◆ WHAT IS REQUIRED:
Change every "blue sky" in the rows to "open sky", leaving all else as it stands, and leave the pictures out of the reproduced rows.

◆ MATERIAL PROVIDED:
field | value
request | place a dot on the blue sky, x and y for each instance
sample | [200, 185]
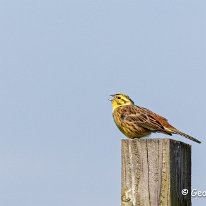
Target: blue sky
[60, 61]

◆ EXERCISE SOLUTION:
field | value
request | place a dot on the open sky, x and y for each instance
sample | [200, 185]
Target: open sky
[60, 61]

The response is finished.